● TASK DETAILS: Please put the lines from the start of the items below through the line containing "[[100, 115]]" into a numbered list, skipping blank lines. Include both ends and no lines past that point.

Pointing items
+ + + + + + +

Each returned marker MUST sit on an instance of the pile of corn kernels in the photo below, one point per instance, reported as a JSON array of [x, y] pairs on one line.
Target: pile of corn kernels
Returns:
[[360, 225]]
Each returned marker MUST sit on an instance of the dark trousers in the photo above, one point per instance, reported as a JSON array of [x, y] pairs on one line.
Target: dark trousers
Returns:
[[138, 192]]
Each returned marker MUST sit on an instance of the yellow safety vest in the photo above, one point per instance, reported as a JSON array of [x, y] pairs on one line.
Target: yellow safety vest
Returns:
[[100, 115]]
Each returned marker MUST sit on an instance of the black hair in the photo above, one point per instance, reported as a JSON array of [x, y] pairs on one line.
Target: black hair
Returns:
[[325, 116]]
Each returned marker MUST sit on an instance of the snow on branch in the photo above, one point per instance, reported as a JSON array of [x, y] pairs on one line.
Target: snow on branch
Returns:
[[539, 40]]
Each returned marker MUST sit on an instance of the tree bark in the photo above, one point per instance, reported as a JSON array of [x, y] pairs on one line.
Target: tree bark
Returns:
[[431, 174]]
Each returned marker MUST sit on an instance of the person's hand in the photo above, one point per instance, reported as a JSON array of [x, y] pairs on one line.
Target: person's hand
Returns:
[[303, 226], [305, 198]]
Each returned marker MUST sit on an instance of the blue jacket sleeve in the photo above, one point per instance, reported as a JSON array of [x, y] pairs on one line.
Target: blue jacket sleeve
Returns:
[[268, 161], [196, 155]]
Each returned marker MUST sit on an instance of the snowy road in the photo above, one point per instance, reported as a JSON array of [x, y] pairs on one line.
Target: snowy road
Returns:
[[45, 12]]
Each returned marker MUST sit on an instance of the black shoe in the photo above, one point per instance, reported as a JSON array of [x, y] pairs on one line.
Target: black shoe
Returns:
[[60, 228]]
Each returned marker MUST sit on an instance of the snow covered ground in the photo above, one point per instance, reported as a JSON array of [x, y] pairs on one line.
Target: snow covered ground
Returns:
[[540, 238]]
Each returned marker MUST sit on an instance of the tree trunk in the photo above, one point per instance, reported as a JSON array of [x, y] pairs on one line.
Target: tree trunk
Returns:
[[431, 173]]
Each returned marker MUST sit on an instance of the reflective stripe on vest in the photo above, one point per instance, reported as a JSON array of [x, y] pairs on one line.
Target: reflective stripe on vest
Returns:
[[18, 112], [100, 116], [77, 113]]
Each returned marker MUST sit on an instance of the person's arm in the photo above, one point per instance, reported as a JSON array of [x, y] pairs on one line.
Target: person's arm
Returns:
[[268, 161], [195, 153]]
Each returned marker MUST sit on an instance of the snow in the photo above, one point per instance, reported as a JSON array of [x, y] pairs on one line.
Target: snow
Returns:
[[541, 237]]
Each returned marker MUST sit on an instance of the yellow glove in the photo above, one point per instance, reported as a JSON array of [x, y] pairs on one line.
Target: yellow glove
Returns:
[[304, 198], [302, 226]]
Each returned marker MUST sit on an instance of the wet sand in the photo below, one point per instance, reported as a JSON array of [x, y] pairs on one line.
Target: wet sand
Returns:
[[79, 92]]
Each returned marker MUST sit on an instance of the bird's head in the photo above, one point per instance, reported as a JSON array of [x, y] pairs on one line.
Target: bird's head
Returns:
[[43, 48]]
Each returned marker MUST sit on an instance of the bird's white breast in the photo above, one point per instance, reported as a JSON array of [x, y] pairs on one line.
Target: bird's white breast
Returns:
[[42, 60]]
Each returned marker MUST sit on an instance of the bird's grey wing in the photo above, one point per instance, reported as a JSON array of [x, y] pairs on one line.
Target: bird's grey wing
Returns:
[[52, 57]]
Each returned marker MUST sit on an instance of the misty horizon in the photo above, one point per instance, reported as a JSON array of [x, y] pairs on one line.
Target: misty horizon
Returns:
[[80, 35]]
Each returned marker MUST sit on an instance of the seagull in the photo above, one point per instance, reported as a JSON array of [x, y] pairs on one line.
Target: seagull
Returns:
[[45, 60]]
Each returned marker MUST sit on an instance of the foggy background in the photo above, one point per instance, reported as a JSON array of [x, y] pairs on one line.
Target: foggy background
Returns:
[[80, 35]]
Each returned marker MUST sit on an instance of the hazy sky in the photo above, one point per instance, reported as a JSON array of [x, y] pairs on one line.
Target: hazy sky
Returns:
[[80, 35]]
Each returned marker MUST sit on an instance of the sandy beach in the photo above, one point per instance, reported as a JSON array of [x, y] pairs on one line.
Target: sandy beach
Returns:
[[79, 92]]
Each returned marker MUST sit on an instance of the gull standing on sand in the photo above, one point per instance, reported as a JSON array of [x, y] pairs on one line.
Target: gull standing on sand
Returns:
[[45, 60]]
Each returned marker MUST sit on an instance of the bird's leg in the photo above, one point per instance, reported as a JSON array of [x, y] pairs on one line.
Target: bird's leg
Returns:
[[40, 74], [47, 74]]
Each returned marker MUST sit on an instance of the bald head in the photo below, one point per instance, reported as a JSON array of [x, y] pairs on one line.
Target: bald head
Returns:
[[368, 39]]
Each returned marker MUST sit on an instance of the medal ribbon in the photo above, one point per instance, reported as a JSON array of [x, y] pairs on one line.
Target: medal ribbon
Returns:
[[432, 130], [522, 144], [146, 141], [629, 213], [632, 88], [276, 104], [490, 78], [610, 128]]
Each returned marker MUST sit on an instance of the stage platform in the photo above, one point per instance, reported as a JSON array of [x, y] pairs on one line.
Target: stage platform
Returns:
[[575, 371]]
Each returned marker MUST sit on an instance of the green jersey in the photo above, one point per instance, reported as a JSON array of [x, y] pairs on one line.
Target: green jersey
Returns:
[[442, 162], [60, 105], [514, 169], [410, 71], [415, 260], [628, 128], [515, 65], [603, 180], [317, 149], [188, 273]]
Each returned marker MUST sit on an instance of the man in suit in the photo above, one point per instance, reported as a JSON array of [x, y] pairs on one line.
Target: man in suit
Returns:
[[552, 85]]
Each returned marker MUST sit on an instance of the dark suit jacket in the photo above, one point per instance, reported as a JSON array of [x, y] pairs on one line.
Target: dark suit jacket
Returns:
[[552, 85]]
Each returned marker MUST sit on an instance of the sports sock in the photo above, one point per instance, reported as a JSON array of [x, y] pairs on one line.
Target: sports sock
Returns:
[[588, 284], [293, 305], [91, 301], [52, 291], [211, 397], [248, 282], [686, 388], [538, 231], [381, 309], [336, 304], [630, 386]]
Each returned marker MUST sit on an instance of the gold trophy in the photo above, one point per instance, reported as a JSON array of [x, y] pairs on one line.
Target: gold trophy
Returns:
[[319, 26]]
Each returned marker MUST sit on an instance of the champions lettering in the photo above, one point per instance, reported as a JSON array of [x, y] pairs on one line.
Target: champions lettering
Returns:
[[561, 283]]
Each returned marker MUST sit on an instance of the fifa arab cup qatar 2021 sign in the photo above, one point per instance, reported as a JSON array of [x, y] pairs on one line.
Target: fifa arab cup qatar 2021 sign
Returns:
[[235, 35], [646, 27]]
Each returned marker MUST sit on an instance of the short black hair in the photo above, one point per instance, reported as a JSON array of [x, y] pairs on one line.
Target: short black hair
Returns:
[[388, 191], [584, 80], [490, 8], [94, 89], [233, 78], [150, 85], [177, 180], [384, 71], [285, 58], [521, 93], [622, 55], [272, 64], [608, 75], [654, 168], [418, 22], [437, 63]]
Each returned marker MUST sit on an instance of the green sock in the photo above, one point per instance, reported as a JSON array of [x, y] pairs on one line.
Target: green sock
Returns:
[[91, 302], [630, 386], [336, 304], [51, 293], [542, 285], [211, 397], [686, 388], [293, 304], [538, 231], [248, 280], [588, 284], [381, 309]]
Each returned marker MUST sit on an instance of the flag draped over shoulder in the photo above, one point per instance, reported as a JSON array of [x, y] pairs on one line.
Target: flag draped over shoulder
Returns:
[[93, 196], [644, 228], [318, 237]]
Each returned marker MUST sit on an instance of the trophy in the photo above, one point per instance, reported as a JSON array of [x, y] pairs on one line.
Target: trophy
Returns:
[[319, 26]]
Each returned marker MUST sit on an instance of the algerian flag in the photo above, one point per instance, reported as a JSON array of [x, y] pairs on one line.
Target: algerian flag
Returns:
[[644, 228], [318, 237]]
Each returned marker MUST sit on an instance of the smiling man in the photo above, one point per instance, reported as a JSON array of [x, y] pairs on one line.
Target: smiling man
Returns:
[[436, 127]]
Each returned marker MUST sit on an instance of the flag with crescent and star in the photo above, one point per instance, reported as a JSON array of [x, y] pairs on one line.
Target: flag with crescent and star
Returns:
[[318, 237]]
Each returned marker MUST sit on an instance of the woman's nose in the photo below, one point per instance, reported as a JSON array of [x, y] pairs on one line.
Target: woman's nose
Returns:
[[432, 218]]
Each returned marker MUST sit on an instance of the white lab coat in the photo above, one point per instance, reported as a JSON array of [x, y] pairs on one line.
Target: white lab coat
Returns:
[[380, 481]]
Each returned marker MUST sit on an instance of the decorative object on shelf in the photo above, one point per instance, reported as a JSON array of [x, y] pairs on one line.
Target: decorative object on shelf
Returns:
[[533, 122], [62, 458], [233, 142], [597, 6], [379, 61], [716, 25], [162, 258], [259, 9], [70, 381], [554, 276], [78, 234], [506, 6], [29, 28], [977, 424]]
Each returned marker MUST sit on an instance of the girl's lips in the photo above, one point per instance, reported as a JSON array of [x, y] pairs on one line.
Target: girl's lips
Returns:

+ + + + + + +

● RESULT BELOW:
1. Each returned marker MUST sit on an instance of the pile of corn kernels in the photo below, one point per instance, reported as a JSON array of [x, y] pairs on one line.
2. Target: pile of corn kernels
3. Returns:
4. [[360, 225]]
5. Each returned marker MUST sit on an instance of the dark trousers in the photo above, one point per instance, reported as a JSON array of [x, y] pairs on one line.
6. Target: dark trousers
7. Returns:
8. [[138, 192]]
9. Each returned marker MUST sit on an instance of the yellow safety vest in the photo above, one point per instance, reported as a JSON array of [x, y] pairs on one line.
10. Target: yellow safety vest
11. Returns:
12. [[100, 115]]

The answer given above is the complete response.